▸ **Aim**
Can you reproduce the records below with every "Reviewer check" replaced by "Annotator check", leaving everything else unchanged and leaving the pictures out?

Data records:
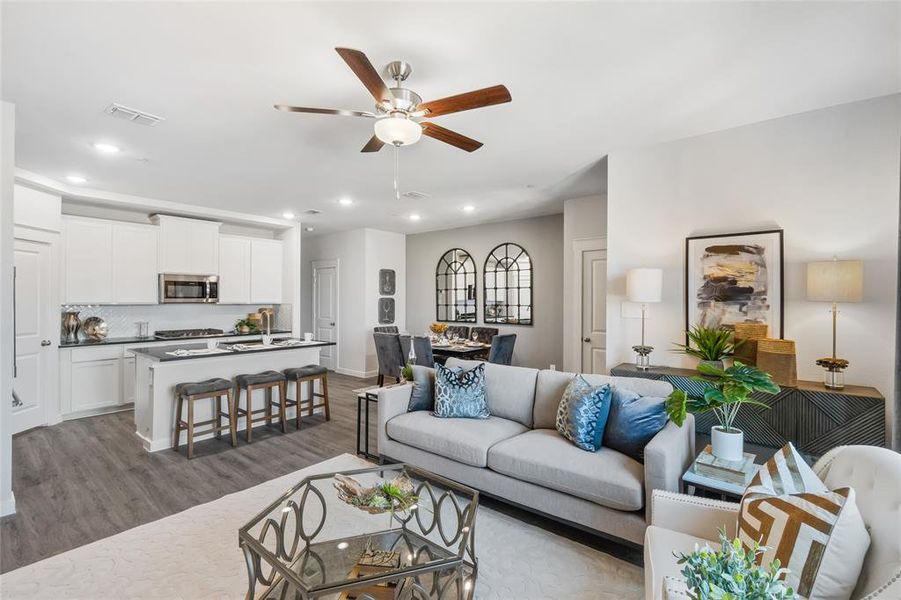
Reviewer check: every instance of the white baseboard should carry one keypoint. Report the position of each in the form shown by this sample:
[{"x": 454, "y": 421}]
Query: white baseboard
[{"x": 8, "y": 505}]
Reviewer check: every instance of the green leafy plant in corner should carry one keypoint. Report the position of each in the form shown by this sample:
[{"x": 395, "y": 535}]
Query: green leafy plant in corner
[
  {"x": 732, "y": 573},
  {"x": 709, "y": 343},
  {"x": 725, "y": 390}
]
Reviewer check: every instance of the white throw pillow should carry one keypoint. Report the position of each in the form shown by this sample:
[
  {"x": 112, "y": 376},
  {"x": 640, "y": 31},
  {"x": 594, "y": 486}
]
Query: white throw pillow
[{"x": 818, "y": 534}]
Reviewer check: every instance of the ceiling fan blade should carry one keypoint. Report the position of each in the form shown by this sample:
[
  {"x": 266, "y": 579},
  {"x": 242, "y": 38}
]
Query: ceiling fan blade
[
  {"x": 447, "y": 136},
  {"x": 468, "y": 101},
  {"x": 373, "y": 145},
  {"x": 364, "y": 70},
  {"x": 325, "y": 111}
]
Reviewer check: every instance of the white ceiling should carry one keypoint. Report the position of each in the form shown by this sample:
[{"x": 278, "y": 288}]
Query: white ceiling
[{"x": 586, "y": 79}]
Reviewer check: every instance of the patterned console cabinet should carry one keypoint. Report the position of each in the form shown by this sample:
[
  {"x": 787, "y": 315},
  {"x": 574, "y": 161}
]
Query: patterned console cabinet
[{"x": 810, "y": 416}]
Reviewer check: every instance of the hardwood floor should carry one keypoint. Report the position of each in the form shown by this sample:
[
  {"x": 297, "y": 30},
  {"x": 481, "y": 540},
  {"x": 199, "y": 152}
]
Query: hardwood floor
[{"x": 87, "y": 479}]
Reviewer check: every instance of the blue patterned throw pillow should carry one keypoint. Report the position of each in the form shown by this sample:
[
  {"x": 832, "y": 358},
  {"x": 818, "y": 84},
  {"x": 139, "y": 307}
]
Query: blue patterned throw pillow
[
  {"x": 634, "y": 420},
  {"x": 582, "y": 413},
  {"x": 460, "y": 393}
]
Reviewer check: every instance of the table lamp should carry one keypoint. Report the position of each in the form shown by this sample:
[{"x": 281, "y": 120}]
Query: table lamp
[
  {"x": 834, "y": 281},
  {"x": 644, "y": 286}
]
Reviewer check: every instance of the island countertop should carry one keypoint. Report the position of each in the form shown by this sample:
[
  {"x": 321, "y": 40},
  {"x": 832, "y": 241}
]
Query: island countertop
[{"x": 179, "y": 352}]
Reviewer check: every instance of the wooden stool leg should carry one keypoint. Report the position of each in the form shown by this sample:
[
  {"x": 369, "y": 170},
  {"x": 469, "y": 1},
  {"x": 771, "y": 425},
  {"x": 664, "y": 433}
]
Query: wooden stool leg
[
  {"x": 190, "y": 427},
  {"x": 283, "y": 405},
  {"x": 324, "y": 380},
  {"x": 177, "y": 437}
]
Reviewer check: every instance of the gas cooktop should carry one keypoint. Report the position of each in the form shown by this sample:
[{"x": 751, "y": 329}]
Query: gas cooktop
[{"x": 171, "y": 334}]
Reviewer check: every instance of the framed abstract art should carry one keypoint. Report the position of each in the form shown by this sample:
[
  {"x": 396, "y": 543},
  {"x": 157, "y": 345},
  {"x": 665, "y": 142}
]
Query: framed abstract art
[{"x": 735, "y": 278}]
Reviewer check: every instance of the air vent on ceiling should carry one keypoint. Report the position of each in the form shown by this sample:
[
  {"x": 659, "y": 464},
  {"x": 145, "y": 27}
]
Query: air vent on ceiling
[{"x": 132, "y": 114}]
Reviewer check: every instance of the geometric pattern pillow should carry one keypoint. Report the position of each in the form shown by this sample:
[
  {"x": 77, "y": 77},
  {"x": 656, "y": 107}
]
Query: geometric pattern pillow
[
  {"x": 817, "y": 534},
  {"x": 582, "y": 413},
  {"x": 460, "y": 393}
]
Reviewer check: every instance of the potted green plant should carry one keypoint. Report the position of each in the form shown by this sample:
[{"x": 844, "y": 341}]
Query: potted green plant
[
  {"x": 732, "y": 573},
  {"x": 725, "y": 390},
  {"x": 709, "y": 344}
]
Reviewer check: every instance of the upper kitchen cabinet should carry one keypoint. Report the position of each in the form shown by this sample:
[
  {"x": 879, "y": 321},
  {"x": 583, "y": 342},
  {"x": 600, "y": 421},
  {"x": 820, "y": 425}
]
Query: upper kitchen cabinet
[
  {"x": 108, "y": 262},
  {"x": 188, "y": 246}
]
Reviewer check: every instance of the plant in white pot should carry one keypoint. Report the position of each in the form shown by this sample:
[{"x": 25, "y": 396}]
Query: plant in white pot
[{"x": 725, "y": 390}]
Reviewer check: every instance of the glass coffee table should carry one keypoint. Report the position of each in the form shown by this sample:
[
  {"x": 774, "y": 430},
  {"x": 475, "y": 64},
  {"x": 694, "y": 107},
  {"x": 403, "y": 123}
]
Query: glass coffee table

▸ **Exercise output**
Annotator check: every instance of the white baseboard should carry one keypoint. Report the position of each in the form shown by this sample:
[{"x": 454, "y": 421}]
Query: white baseboard
[{"x": 8, "y": 505}]
Annotator check: every instance of the green leafy plant in corner should carry one keypoint. Report the position of each in the form shown by this sample:
[{"x": 395, "y": 535}]
Query: green leafy plant in corner
[
  {"x": 732, "y": 573},
  {"x": 709, "y": 343},
  {"x": 725, "y": 390}
]
Annotator check: every instance of the white throw pillow should carry one keypoint. Report the position of each in the form shown by this sample:
[
  {"x": 112, "y": 376},
  {"x": 640, "y": 31},
  {"x": 594, "y": 486}
]
Query: white throw pillow
[{"x": 818, "y": 534}]
Annotator check: every instance of the ceiling fan blade should carry one keypoint. Report the position of each in the form shown by this sample:
[
  {"x": 266, "y": 579},
  {"x": 242, "y": 38}
]
Query: ceiling fan blade
[
  {"x": 447, "y": 136},
  {"x": 468, "y": 101},
  {"x": 373, "y": 145},
  {"x": 364, "y": 70},
  {"x": 325, "y": 111}
]
Annotator check: every instance of the white ceiling should carry one keypoint. Report the position of each in the form shown by this sample:
[{"x": 278, "y": 288}]
Query: white ceiling
[{"x": 586, "y": 79}]
Annotator check: every instance of the patterned console cabinet should carry one keypoint. Report the position of each in the form shown by this sample:
[
  {"x": 787, "y": 315},
  {"x": 574, "y": 161}
]
Query: patterned console cabinet
[{"x": 810, "y": 416}]
Annotator check: every instance of the hardwood floor should carry one keypoint. Report the position of each in the form shown by this sample:
[
  {"x": 297, "y": 30},
  {"x": 481, "y": 540},
  {"x": 199, "y": 152}
]
Query: hardwood floor
[{"x": 87, "y": 479}]
Annotator check: every instance of the blue patterned throw pillow should carry one keypoint. Report the position of each in the form shown by this sample:
[
  {"x": 832, "y": 358},
  {"x": 818, "y": 84},
  {"x": 139, "y": 307}
]
Query: blue patterned throw pillow
[
  {"x": 634, "y": 420},
  {"x": 582, "y": 413},
  {"x": 460, "y": 393}
]
Annotator check: every instance of the table lamp should carry one keypoint. Report the position of each in the form shown by this sample:
[{"x": 281, "y": 120}]
Query: table lamp
[
  {"x": 834, "y": 281},
  {"x": 644, "y": 286}
]
Annotator check: every instance of the island countertop should carry one keypoint. Report the position of each in the form shown by this sample:
[
  {"x": 321, "y": 40},
  {"x": 832, "y": 241}
]
Query: island countertop
[{"x": 179, "y": 352}]
Annotator check: every instance of the wooden stool leg should carry one keypoint. Report the position of each in the form shown by this sample:
[
  {"x": 369, "y": 170},
  {"x": 469, "y": 1},
  {"x": 771, "y": 425},
  {"x": 664, "y": 433}
]
Query: wooden stool leg
[
  {"x": 190, "y": 427},
  {"x": 283, "y": 405},
  {"x": 324, "y": 380},
  {"x": 177, "y": 437}
]
Annotator check: every instance of the gas cooktop should carry one keypoint. Report the position of each in the form shown by this sample:
[{"x": 751, "y": 329}]
Query: gas cooktop
[{"x": 171, "y": 334}]
Annotator check: every instance of the framed abstract art should carry one keypoint. Report the position of each in the form shown by this sample:
[
  {"x": 396, "y": 543},
  {"x": 157, "y": 345},
  {"x": 665, "y": 142}
]
Query: framed abstract art
[{"x": 735, "y": 278}]
Annotator check: every instance of the air vent on ceiling should carry one keypoint. Report the position of each in the form shown by this sample:
[
  {"x": 659, "y": 464},
  {"x": 145, "y": 27}
]
Query: air vent on ceiling
[{"x": 132, "y": 114}]
Annotator check: every instance of the geometric pattern pillow should carry one keypoint. Report the position of each in the form shown by this sample:
[
  {"x": 77, "y": 77},
  {"x": 656, "y": 107}
]
Query: geometric pattern pillow
[
  {"x": 817, "y": 534},
  {"x": 582, "y": 413},
  {"x": 460, "y": 393}
]
Annotator check: every instance of the potted green plant should carry one keypoint. Report the position of each in the form shown by this sample:
[{"x": 844, "y": 341}]
Query: potted green plant
[
  {"x": 732, "y": 573},
  {"x": 725, "y": 390},
  {"x": 709, "y": 344}
]
Annotator check: every instance of the upper kitchen cabinet should carry one keypoint. Report the position of each in the form shown by this sample:
[
  {"x": 879, "y": 321},
  {"x": 583, "y": 342},
  {"x": 600, "y": 421},
  {"x": 820, "y": 425}
]
Query: upper kitchen cabinet
[
  {"x": 108, "y": 262},
  {"x": 188, "y": 246}
]
Annotator check: every instance of the plant in white pot should carry one keypoint. Report the position of each in the form shown by this sample:
[{"x": 25, "y": 396}]
Query: plant in white pot
[{"x": 725, "y": 390}]
Annotator check: every instance of the glass coffee table should carry one keypoint. Report the position of each in the form shown by this sample:
[
  {"x": 774, "y": 430},
  {"x": 475, "y": 64},
  {"x": 694, "y": 107},
  {"x": 403, "y": 123}
]
Query: glass coffee table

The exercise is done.